> **TEXTE FOURNI**:
----------

Le 21 novembre dernier, le défunt label New Rose célébrait ses vingt ans avec quelques-uns de ses artistes fétiches à l’Elysée Montmartre : Chris Baley et The Saints, Brian James, Alex Chilton, Calvin Russel et Elliot Murphy. Dans un Paris phagocyté par la musique électronique et ses performances sans saveur, la New Rose Party présentait des artistes « historiques » incroyablement vivants, dont les musiques ont marqué les riches heures du rock’n’roll des années 70 et 80. Retour sur cette aventure unique avec Patrick Mathé, un des co-fondateurs du label.
Chronic’art : Vous avez signé beaucoup de légendes : Alex Chilton, Johnny Thunders, Roky Erikson, Bo Diddley…
Patrick Mathé : Je suis comme tous les fans, j’aime bien travailler avec mes idoles. Entre la réputation que donnent les magazines spécialisés et la réalité, il y a souvent une grande différence. Alex Chilton, on me l’avait présenté comme quelqu’un de très fantasque, menant une vie complètement dingue. Moi, j’ai découvert le mec le plus zen que j’ai rencontré dans ma vie. Pour les Cramps c’est pareil : ils sont fous sur scène, c’est vrai, mais dans la vie il n’y a pas plus charmants. On se fait beaucoup de cinéma là-dessus, ce sont des gens comme les autres. Mais mon but n’était pas la recherche forcenée des légendes. Il se trouve que nos chemins se sont croisés.
Comment les avez-vous rencontrées ?
C’est une histoire différente avec chaque artiste. Alex Chilton, je le cherchais depuis très longtemps. Dès la sortie de Like flies on sherbert, je rêvais de travailler avec lui. Ca m’a pris un certain nombre d’années avant de le rencontrer. Je lui avais fait parvenir des messages par l’intermédiaire d’amis musiciens en relation avec lui. Notamment un guitariste de Gun Club qui avait joué dans Panther burns. Jamais il ne s’était manifesté, jusqu’au jour où Youri Lenquette, le photographe-journaliste, s’est trouvé dans le même appartement qu’Alex à New York. Youri savait que je voulais à tout pris le rencontrer et il a réussi à le convaincre de m’appeler. Roky Erickson (ex-13th Floor Elevator), je l’ai connu grâce à un ami, Speedy Sparks, ancien bassiste de Sir Douglas Quintet. Il m’a fait découvrir toute la scène d’Austin. Quand on a un réseau d’amis, de contacts à droite à gauche dans le monde, tout finit par arriver. Très souvent, ça arrive naturellement, sans qu’on le cherche.

----------

> **DONNÉES FOURNIES**:
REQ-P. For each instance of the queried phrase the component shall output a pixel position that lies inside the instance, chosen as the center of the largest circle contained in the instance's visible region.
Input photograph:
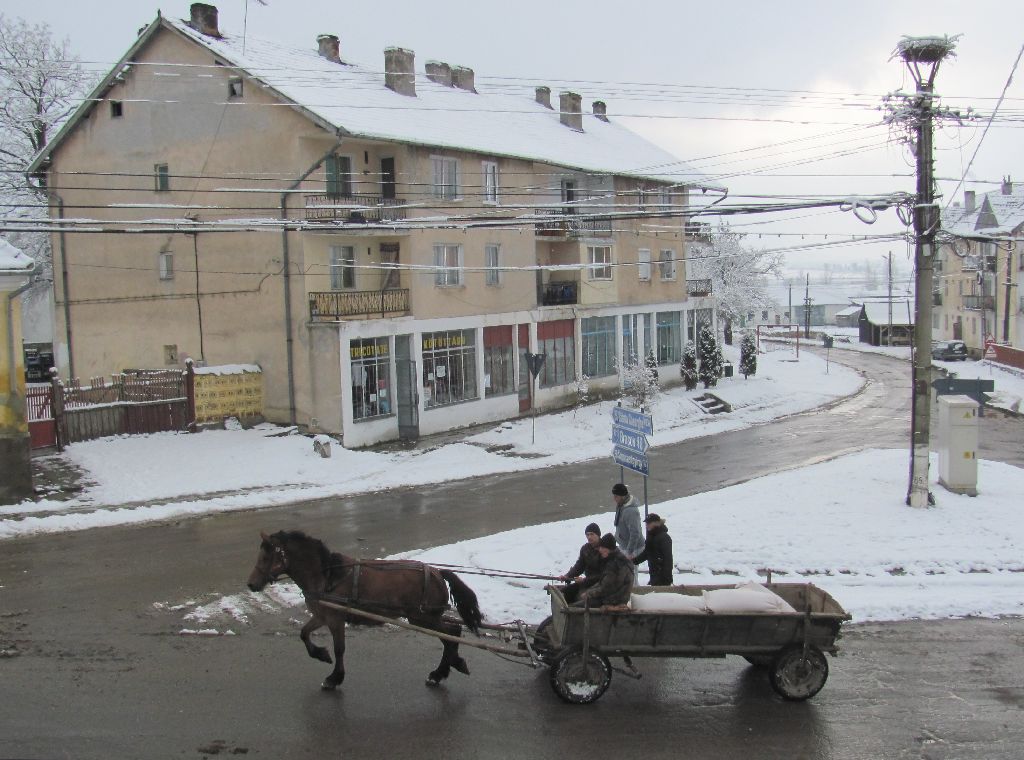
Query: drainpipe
(287, 257)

----------

> **CONSIGNE ÉCRITE**: Dans l'entretien avec Patrick Mathé, relevez les artistes que la première question de Chronic'art cite comme des légendes signées par le label.

> **RÉPONSE ATTENDUE**: Alex Chilton, Johnny Thunders, Roky Erikson, Bo Diddley